The job is to find each line in the entries holding the string "water" and copy that line.

[INFORMATION Boundary: Start]

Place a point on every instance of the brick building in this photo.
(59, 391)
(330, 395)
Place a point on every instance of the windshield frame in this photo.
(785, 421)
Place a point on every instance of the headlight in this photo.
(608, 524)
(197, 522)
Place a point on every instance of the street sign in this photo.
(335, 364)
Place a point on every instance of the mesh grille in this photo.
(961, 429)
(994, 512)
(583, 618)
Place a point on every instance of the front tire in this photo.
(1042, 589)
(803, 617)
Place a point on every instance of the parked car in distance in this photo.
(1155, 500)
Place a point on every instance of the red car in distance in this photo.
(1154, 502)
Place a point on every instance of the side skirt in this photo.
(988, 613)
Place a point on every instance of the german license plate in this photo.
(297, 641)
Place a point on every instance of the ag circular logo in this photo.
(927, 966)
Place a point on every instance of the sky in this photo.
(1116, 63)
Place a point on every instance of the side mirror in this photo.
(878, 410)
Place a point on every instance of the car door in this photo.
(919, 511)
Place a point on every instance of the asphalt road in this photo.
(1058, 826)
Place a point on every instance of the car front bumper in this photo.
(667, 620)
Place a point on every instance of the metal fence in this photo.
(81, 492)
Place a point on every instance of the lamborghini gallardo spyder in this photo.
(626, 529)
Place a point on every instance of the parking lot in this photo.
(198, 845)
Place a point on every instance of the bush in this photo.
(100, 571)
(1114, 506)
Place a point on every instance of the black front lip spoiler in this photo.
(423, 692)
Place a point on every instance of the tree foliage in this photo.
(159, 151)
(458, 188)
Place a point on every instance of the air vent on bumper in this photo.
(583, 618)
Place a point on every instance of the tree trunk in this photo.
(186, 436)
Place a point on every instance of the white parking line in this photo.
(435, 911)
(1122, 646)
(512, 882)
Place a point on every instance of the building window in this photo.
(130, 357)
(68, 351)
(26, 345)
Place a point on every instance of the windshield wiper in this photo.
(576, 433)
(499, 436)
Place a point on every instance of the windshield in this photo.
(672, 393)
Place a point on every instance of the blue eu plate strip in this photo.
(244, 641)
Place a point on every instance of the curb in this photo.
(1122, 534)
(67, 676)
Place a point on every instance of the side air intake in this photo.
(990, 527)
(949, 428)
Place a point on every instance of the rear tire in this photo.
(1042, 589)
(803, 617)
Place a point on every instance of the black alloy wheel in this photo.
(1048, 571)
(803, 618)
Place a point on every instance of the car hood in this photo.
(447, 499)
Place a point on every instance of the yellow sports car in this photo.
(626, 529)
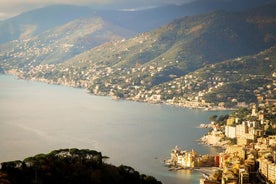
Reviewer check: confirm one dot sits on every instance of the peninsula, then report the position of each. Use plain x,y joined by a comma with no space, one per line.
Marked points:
248,139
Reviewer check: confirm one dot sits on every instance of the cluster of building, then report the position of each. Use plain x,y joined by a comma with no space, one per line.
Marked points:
183,159
249,154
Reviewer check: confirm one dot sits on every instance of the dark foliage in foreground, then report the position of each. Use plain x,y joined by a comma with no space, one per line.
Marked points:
70,166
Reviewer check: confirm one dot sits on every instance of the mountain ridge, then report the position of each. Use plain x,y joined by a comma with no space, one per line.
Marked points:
144,67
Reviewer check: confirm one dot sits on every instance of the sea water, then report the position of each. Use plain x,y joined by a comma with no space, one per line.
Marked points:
38,118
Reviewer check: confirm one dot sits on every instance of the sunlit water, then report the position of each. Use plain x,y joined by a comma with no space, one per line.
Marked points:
37,118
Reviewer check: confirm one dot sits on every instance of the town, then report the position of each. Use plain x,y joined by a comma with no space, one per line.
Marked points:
248,139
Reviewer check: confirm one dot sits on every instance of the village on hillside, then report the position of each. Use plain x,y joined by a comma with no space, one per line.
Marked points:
248,139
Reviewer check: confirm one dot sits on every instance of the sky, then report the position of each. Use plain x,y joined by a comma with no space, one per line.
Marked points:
10,8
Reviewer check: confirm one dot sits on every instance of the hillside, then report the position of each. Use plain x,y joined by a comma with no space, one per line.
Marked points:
158,66
70,166
61,43
35,22
231,83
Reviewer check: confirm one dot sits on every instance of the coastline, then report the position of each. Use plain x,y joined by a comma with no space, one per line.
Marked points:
84,85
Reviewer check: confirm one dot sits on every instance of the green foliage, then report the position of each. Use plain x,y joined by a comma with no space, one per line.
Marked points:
69,166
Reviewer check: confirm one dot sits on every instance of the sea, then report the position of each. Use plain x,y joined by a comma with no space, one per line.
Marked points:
37,118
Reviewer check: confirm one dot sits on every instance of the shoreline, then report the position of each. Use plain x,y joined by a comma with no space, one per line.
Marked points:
19,76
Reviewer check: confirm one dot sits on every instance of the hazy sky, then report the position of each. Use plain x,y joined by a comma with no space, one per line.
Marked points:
9,8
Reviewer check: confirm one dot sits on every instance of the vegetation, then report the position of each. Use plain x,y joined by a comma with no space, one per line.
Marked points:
70,166
217,59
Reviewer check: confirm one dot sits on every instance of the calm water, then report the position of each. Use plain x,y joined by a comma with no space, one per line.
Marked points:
37,118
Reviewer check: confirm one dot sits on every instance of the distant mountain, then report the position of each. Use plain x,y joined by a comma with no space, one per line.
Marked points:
34,22
61,43
162,62
37,21
229,83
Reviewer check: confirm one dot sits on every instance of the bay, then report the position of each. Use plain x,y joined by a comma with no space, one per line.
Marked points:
37,118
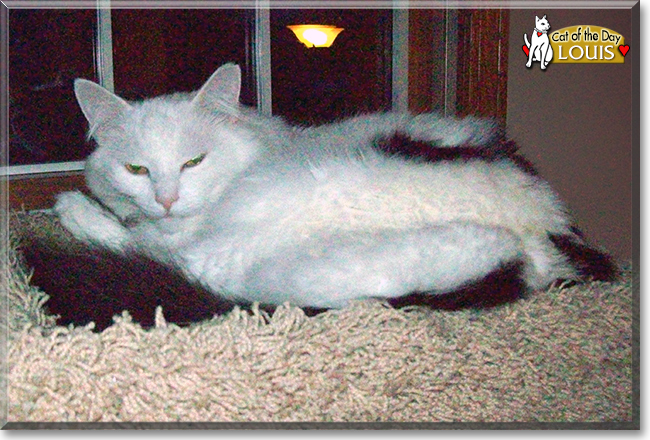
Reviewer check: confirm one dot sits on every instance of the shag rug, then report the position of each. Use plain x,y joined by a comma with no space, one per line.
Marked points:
561,355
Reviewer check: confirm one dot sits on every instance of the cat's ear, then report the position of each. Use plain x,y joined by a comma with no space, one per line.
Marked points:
221,91
98,104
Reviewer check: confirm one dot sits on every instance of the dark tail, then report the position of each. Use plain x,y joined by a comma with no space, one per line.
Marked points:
93,284
591,263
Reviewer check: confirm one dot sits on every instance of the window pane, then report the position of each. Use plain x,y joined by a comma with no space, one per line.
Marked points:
48,49
315,85
160,51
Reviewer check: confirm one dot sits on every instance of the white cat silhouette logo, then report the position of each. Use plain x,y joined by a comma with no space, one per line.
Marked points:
539,49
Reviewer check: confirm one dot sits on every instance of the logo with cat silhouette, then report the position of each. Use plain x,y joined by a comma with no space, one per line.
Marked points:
539,47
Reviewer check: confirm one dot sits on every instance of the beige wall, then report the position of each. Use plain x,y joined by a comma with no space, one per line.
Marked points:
574,122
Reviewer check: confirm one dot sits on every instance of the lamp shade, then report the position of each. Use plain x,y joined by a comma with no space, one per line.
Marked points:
315,35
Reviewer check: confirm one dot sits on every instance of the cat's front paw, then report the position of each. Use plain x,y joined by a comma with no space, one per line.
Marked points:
89,222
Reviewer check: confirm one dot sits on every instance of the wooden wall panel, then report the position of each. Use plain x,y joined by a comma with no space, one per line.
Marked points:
483,62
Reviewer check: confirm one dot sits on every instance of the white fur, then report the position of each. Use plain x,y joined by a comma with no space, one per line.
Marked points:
539,47
314,215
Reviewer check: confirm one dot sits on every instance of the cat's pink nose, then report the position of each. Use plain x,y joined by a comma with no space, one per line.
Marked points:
168,201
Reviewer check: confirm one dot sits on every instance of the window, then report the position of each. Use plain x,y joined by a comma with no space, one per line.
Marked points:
380,61
48,49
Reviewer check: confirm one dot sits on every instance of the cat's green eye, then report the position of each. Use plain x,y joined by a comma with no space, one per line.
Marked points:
194,162
136,169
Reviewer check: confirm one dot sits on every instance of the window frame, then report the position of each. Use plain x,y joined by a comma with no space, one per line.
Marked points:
34,187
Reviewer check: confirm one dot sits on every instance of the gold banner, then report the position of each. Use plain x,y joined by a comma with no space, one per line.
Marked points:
588,44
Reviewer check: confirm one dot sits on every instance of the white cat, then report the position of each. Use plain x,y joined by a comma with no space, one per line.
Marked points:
260,211
539,48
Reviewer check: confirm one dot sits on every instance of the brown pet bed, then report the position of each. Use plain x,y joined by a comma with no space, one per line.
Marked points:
562,355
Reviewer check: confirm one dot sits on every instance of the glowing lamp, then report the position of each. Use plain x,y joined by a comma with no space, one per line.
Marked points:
315,35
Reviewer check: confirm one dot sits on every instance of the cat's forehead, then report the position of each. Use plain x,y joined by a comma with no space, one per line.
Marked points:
158,130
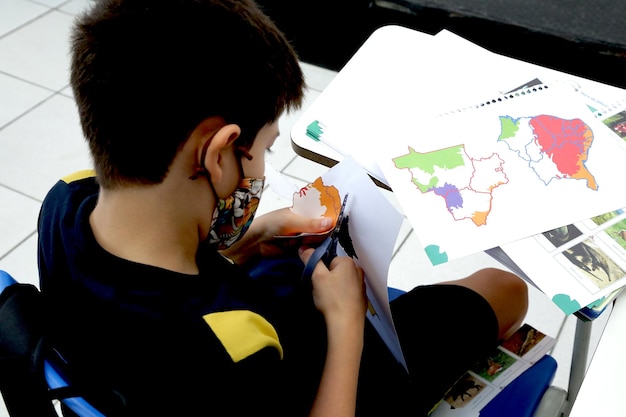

[INFORMATION Boundary: End]

*RESPONSE BOX*:
Reviewer check: confirm one dot sits on every instance of the sea water, then report the position of each. Use plain x,y joined by a comma with no space, one per line.
Reviewer check: confirm one dot sits on every instance of the sunlit water, then report the position of each. Use plain x,y joined by a comma with no space, one per line.
Reviewer check: confirm one dot sits on every instance of the calm water, then report the position of each. Use plain x,y joined by a comma with no space, one per line.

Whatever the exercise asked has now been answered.